What the exercise asks:
The lines to reproduce run from the one containing "Provide the outline of every instance of the windshield" through the end of the records below. Reproduce them exactly and add nothing.

Working data:
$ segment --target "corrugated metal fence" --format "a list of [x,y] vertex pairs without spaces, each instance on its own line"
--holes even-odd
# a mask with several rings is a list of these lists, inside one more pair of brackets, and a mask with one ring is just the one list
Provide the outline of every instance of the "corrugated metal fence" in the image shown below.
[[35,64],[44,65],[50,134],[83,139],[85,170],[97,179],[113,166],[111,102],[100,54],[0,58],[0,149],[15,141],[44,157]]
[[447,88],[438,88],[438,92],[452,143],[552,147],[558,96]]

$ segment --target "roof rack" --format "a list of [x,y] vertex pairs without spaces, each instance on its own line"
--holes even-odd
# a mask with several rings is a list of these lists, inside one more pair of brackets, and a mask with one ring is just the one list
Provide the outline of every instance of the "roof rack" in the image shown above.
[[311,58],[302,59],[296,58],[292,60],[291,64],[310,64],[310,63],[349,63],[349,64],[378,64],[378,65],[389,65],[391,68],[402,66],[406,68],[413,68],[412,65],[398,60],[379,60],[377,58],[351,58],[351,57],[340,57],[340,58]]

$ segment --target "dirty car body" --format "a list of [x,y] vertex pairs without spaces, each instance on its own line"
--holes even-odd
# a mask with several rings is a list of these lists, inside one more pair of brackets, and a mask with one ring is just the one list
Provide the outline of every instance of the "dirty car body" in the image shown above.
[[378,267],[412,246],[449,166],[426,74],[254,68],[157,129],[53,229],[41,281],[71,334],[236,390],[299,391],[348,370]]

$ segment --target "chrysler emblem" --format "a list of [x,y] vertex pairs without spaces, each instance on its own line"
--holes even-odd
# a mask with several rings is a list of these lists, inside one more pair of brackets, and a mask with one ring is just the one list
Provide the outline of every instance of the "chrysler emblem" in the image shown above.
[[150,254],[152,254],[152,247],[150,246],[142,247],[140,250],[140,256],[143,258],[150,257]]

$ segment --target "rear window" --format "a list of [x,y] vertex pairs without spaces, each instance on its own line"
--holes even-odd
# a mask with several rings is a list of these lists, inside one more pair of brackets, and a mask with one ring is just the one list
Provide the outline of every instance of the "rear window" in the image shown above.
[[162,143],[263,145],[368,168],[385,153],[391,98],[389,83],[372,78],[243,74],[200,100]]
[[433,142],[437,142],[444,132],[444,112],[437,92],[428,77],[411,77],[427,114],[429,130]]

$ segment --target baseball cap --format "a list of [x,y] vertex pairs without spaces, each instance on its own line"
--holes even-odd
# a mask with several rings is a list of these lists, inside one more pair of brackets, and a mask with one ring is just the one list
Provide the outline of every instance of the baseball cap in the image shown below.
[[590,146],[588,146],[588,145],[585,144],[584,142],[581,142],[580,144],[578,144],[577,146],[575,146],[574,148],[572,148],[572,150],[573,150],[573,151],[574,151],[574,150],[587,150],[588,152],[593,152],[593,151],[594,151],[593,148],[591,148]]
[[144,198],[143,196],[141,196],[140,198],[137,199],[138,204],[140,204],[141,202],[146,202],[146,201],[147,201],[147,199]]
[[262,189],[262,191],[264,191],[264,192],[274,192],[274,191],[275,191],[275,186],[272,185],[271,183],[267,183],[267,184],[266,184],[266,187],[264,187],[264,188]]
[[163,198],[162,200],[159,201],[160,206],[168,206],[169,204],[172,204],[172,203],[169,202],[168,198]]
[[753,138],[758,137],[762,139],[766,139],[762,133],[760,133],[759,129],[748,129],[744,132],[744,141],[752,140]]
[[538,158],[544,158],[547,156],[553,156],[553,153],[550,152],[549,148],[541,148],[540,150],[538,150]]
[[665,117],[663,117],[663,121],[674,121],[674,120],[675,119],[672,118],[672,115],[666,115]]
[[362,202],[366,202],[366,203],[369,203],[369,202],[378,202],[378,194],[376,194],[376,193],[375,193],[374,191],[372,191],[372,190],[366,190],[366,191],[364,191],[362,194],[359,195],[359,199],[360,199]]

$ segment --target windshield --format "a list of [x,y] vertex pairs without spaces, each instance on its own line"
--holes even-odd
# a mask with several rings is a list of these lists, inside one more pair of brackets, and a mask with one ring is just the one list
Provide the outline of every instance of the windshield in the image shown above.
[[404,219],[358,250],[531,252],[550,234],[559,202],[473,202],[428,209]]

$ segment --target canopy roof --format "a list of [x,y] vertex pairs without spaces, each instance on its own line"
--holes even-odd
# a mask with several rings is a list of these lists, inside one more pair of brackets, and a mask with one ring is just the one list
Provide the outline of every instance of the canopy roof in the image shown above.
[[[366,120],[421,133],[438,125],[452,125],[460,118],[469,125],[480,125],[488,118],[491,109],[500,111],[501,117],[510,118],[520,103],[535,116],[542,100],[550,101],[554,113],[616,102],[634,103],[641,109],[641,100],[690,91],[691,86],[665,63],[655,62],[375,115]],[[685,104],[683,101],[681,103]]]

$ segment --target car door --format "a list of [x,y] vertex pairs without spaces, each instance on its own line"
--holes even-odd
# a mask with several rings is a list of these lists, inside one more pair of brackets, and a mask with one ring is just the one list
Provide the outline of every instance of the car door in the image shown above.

Solution for this task:
Provide the outline of every instance of the windshield in the image shown above.
[[404,219],[358,250],[531,252],[550,234],[559,202],[473,202],[428,209]]

$ segment --target canopy roof --format "a list of [x,y] vertex pairs without spaces, each instance on its own line"
--holes even-odd
# a mask with several rings is a list of these lists, inside one more pair of brackets, and a mask with one ring is just the one list
Provide the outline of every instance of the canopy roof in the image shown above.
[[[366,120],[421,133],[438,125],[452,125],[460,118],[469,125],[480,125],[488,118],[491,109],[500,111],[501,117],[510,118],[520,103],[535,116],[542,100],[550,101],[554,113],[616,102],[634,103],[641,109],[641,100],[690,91],[691,86],[665,63],[655,62],[375,115]],[[685,104],[683,101],[681,103]]]

$ segment --target car door --format "a list of [x,y] vertex pairs without spaces, each instance on its own line"
--holes even-odd
# a mask with several rings is a list of these lists, inside one more pair of brackets, and a mask with one ring is just the one list
Provide the outline of every instance of the car door in the image shown above.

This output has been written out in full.